- _Exercise directions_:
Count the lines in the data below that contain the word "metal", and reply with only that number.

- _Information provided_:
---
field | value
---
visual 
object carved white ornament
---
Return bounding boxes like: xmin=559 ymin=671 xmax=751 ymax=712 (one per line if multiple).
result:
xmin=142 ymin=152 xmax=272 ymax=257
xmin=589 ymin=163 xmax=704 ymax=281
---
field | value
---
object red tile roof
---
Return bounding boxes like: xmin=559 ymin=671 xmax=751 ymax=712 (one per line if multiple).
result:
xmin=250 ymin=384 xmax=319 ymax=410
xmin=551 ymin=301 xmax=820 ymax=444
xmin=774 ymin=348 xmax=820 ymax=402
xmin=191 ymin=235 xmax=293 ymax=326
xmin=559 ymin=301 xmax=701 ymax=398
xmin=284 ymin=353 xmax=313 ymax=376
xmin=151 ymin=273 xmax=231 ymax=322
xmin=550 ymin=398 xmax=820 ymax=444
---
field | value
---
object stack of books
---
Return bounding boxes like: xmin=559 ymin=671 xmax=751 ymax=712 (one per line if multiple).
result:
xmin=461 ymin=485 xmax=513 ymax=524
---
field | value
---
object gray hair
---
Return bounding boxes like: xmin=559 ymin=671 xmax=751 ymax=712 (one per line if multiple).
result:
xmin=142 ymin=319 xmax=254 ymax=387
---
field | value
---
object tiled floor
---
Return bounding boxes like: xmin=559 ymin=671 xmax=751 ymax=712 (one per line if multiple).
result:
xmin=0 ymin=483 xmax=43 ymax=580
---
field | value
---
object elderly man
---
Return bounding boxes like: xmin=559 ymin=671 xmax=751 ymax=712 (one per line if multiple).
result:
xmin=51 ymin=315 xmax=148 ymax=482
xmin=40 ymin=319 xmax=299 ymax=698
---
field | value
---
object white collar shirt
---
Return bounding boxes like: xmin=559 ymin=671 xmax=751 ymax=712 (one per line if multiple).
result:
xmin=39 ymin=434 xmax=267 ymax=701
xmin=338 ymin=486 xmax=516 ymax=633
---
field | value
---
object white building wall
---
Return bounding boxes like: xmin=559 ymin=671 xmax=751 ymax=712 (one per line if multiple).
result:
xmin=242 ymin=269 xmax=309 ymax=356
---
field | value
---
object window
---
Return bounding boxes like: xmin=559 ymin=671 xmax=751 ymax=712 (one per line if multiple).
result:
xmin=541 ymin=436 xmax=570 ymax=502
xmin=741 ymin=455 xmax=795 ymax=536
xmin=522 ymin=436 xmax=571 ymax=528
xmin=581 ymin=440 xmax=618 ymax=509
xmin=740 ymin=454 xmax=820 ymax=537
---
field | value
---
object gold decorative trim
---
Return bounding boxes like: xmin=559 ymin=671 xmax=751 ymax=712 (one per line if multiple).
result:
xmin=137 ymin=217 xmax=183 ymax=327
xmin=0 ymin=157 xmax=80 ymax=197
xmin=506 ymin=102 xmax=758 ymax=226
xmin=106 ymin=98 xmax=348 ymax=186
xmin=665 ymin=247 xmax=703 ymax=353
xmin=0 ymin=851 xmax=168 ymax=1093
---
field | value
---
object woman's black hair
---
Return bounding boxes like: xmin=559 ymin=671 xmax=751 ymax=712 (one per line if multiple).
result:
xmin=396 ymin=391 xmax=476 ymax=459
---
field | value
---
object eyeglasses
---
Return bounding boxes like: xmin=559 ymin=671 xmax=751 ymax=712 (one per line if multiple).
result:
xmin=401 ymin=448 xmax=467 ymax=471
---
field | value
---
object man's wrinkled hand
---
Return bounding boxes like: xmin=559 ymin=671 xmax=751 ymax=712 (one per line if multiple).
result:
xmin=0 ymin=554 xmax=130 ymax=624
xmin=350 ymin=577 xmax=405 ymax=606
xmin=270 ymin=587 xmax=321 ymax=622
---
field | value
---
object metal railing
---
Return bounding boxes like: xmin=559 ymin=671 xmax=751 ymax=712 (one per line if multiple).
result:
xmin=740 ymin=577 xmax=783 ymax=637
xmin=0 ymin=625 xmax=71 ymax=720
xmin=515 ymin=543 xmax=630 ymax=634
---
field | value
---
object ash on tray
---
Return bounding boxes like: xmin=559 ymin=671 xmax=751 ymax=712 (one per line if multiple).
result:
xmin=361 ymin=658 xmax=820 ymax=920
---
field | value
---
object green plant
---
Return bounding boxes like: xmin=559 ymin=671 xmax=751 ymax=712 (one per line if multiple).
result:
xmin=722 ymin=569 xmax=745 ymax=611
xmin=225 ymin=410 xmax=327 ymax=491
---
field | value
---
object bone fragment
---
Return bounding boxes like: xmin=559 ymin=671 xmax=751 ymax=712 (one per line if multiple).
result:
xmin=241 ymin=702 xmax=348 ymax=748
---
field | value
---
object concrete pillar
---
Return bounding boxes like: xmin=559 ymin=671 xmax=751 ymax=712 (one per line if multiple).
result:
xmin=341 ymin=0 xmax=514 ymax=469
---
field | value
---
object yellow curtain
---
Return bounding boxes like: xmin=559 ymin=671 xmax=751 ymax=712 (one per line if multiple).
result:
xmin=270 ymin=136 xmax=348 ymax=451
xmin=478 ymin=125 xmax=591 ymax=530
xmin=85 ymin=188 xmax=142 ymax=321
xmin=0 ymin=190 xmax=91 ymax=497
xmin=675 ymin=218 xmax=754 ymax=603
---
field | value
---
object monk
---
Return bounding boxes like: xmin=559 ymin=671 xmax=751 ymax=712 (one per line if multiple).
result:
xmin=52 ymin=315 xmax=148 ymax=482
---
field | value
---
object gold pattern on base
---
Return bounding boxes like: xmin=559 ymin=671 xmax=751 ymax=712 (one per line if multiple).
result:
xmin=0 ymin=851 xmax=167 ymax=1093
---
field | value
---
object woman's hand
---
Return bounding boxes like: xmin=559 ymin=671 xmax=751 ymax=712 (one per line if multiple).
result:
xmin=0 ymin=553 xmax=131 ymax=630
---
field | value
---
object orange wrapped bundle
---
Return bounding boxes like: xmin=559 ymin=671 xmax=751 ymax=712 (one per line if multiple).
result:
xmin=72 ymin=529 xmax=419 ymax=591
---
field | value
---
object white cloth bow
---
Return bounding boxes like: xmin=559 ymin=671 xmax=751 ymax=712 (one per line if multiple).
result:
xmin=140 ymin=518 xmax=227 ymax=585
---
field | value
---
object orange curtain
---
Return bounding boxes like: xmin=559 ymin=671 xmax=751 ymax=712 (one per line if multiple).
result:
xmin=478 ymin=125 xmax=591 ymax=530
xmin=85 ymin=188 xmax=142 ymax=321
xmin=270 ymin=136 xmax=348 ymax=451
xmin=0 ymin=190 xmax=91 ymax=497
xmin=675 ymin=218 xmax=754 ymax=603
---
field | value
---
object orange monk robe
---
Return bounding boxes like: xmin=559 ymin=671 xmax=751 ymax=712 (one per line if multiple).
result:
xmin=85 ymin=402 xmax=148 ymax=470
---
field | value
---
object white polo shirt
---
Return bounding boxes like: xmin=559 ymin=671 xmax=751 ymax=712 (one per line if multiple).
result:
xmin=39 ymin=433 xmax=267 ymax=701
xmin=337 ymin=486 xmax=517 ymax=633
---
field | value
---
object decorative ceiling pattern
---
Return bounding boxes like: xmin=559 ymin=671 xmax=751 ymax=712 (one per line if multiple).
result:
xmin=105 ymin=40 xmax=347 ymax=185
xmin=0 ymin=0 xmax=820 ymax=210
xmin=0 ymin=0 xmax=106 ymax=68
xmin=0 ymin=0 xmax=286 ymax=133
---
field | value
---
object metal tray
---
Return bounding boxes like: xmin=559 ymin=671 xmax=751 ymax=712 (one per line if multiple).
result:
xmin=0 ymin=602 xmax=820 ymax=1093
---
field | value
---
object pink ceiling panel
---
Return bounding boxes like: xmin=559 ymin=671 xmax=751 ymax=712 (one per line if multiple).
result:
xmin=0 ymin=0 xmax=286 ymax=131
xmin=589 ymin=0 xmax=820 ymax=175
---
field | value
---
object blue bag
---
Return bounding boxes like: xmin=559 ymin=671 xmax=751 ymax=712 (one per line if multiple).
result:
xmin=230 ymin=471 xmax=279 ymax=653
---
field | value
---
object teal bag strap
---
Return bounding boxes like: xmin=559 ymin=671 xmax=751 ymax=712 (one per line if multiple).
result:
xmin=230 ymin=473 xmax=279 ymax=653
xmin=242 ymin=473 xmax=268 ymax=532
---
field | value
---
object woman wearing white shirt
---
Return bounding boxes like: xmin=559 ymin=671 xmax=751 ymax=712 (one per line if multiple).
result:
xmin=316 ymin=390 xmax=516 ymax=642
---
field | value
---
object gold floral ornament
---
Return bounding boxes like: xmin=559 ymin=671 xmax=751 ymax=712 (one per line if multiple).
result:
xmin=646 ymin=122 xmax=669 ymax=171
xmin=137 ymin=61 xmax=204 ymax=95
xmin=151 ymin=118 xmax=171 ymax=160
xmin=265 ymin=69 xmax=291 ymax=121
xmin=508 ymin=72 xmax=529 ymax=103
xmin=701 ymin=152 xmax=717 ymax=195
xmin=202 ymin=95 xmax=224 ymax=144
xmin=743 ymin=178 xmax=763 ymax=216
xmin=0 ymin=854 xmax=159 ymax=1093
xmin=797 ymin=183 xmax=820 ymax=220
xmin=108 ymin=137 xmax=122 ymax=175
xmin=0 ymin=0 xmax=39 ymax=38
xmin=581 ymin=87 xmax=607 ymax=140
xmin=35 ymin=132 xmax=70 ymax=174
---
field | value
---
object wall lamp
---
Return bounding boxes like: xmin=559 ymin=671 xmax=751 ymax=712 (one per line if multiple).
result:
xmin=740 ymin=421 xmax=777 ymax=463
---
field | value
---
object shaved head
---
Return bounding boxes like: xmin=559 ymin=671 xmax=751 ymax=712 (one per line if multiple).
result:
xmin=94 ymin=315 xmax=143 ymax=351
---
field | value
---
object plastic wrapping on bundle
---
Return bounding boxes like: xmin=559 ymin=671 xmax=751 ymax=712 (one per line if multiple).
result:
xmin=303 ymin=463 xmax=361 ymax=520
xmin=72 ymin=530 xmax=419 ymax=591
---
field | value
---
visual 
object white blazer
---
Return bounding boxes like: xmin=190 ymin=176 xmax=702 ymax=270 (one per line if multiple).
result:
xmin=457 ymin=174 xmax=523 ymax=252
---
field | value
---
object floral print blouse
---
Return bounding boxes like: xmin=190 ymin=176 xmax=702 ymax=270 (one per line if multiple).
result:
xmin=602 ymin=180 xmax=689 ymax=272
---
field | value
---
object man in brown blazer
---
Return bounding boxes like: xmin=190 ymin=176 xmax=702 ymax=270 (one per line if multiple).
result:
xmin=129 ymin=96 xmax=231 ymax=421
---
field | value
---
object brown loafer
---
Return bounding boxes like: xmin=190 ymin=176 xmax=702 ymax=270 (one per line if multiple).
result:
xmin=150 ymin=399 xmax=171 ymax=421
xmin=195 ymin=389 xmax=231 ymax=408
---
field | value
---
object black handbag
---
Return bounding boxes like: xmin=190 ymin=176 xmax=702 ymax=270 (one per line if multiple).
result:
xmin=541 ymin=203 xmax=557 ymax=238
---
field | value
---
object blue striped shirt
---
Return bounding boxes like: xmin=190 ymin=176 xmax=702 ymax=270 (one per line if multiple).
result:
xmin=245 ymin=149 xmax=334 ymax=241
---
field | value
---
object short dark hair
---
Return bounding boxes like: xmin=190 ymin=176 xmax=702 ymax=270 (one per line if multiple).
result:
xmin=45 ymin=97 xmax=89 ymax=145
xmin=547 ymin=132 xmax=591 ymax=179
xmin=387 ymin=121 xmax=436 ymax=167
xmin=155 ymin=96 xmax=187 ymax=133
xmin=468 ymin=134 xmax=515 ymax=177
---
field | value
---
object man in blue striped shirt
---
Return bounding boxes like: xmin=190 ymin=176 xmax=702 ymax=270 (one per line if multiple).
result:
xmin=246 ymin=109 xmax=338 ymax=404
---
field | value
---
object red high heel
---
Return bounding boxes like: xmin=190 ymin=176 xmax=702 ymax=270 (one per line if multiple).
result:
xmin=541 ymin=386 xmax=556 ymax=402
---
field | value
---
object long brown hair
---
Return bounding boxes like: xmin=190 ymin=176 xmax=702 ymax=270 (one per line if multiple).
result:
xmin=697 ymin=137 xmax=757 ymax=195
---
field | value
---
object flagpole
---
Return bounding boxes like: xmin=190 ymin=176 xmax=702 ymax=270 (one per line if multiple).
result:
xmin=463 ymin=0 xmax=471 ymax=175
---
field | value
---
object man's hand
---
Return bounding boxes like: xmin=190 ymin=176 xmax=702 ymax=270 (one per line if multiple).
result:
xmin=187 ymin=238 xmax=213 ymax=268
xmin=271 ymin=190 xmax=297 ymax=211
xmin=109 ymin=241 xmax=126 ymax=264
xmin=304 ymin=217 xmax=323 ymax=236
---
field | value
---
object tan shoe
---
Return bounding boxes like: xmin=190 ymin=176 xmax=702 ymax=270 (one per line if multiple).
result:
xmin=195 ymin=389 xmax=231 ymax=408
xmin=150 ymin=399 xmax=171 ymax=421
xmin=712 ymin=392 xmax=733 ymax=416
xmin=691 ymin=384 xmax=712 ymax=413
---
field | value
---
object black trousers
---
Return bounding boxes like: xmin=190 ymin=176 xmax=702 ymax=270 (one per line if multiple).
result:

- _Reply to the exercise_:
2